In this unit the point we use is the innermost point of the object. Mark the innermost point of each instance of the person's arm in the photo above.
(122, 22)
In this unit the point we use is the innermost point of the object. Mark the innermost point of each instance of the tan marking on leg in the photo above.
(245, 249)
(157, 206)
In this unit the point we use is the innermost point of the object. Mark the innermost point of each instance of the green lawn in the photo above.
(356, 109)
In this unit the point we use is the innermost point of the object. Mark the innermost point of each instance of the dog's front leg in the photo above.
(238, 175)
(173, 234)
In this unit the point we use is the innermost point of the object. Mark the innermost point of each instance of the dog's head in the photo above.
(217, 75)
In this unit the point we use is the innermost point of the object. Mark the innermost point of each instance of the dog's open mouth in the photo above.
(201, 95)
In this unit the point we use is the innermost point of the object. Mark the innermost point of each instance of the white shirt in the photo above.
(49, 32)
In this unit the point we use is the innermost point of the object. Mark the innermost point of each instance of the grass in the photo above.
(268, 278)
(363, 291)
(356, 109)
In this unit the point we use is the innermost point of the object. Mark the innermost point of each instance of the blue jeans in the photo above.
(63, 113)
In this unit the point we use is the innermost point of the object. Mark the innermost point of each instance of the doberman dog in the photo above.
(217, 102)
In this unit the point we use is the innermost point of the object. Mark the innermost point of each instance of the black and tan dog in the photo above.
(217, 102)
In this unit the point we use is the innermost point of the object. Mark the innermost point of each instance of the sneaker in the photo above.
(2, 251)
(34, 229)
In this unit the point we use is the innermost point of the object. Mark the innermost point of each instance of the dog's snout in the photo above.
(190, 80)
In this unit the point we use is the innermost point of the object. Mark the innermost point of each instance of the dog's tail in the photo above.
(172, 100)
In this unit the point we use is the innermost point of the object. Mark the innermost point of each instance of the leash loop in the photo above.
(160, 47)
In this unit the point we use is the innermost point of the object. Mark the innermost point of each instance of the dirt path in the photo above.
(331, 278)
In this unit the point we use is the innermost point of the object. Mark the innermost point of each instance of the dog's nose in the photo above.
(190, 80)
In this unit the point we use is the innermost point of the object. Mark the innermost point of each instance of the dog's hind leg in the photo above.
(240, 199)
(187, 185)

○ ○ ○ ○ ○

## Exercise goal
Extract exactly the lines between the line containing "tail in the photo above." and the end of the data, including both.

## Solution to the exercise
In this unit the point we use is the innermost point of the object. Mark the innermost point of each instance of the dog's tail in the photo above.
(172, 100)
In this unit the point we use is the innermost point of the object. Mark the innermost point of each instance of the leash loop in the photo above.
(160, 47)
In this unit the point we use is the innermost point of the object. Mark the innermost point of each instance of the dirt path in the photo above.
(331, 278)
In this unit the point we use is the innermost point of the object. Mark the innermost point of each instance of the dog's nose in the photo above.
(190, 80)
In this unit the point we use is the innermost point of the object. Mark the innermost point of each instance of the dog's hind leg in the photo above.
(240, 199)
(187, 185)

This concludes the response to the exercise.